[START Provided entries]
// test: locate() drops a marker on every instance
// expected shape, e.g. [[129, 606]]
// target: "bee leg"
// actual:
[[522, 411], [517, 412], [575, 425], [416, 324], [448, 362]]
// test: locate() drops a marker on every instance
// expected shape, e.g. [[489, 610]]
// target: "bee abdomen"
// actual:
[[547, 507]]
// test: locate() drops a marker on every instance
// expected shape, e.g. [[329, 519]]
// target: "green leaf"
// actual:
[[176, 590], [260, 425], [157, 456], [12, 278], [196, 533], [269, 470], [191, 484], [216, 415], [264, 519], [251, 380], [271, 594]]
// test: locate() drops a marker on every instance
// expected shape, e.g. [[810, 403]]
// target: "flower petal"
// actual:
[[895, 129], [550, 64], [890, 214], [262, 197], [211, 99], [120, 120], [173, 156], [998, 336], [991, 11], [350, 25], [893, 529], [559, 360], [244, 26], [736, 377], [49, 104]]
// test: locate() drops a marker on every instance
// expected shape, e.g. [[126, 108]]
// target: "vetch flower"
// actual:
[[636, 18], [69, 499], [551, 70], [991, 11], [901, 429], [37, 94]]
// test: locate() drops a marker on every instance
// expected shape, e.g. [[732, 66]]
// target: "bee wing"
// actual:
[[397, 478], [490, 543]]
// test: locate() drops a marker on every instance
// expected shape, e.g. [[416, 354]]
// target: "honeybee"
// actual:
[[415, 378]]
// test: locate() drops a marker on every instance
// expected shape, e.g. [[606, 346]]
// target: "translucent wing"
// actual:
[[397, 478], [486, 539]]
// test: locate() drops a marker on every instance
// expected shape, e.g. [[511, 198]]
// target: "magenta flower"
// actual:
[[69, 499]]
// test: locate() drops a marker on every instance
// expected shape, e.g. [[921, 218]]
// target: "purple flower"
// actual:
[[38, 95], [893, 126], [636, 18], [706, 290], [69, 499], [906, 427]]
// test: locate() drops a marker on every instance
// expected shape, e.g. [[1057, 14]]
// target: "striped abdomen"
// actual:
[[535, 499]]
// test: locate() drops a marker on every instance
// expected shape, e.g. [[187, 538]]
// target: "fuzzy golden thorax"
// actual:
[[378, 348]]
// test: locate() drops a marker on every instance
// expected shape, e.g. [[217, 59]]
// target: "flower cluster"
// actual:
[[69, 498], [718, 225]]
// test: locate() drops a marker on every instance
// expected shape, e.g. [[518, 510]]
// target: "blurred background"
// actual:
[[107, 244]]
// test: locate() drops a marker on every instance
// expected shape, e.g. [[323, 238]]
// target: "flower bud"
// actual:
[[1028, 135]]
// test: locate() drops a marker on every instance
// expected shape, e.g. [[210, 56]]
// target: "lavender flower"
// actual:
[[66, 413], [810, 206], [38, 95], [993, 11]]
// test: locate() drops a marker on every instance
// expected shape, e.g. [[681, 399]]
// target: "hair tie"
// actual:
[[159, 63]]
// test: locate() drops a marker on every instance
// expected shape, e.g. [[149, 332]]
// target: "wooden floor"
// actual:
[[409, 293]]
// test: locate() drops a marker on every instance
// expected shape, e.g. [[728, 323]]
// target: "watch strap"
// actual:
[END Provided entries]
◆ Problem statement: Repeat every line of the material exactly as given.

◆ Written reply:
// test: locate() drops a marker on every instance
// expected shape, e.g. [[129, 606]]
// target: "bee leg"
// actual:
[[522, 411], [517, 412], [575, 425], [416, 324], [448, 362]]
// test: locate() drops a marker on every instance
// expected shape, e.g. [[489, 610]]
// target: "bee abdomen"
// actual:
[[547, 507]]
// test: locate() drops a marker on every instance
// expected shape, e.g. [[329, 519]]
// target: "green leaf"
// actual:
[[176, 590], [260, 425], [157, 456], [12, 278], [196, 533], [269, 470], [191, 484], [216, 415], [264, 519], [251, 380], [271, 594]]
// test: locate() drops a marker on every instance
// expected shape, e.g. [[810, 403]]
// target: "flower petal"
// actual:
[[895, 129], [550, 64], [890, 214], [262, 197], [211, 99], [120, 120], [173, 156], [998, 336], [991, 11], [350, 25], [893, 529], [559, 360], [244, 26], [736, 377], [49, 104]]
// test: locate() drops a marker on every instance
// expected shape, e.g. [[126, 108]]
// target: "vetch flower"
// actual:
[[636, 18], [69, 499], [551, 70], [991, 11], [901, 429], [37, 94]]
// test: locate() drops a marker on every instance
// expected shape, e.g. [[732, 66]]
// target: "bee wing"
// actual:
[[397, 478], [490, 543]]
// test: locate() drops a marker on every instance
// expected shape, e.g. [[416, 354]]
// target: "honeybee"
// actual:
[[415, 378]]
// test: locate() drops a marker on every instance
// expected shape, e.g. [[606, 346]]
// target: "translucent wing"
// actual:
[[397, 478], [486, 539]]
// test: locate() drops a marker on every instance
// expected shape, e.g. [[511, 198]]
// target: "magenta flower"
// actual:
[[69, 499]]
// test: locate() drops a marker on every instance
// expected shape, e.g. [[921, 218]]
// target: "purple flower"
// actual:
[[38, 95], [893, 126], [636, 18], [706, 290], [69, 499], [906, 427]]
// test: locate() drops a marker on every instance
// expected shape, e.g. [[1057, 14]]
// target: "striped abdomen"
// actual:
[[535, 499]]
// test: locate() drops a marker on every instance
// expected shape, e.g. [[187, 538]]
// target: "fuzzy golden thorax"
// actual:
[[378, 348]]
// test: locate() drops a marker on every instance
// expected shape, e.g. [[217, 59]]
// target: "flower cluster"
// actual:
[[69, 498], [718, 225]]
// test: locate() drops a marker on every instance
// expected shape, e.g. [[518, 510]]
// target: "blurred background"
// actual:
[[107, 244]]
// test: locate() drops a marker on every instance
// expected shape, e.g. [[323, 238]]
// target: "flower bud"
// actual:
[[1028, 135]]
// test: locate() drops a marker on every instance
// expected shape, e.g. [[210, 56]]
// target: "lavender flower"
// actual:
[[66, 413], [810, 206], [38, 95], [993, 11]]
// test: locate() drops a marker on every instance
// expected shape, e.g. [[681, 399]]
// target: "hair tie"
// actual:
[[159, 63]]
// test: locate() drops a marker on every instance
// expected shape, e.g. [[149, 332]]
// target: "wooden floor"
// actual:
[[409, 293]]
// test: locate() drops a marker on every instance
// expected shape, e.g. [[728, 323]]
// target: "watch strap"
// actual:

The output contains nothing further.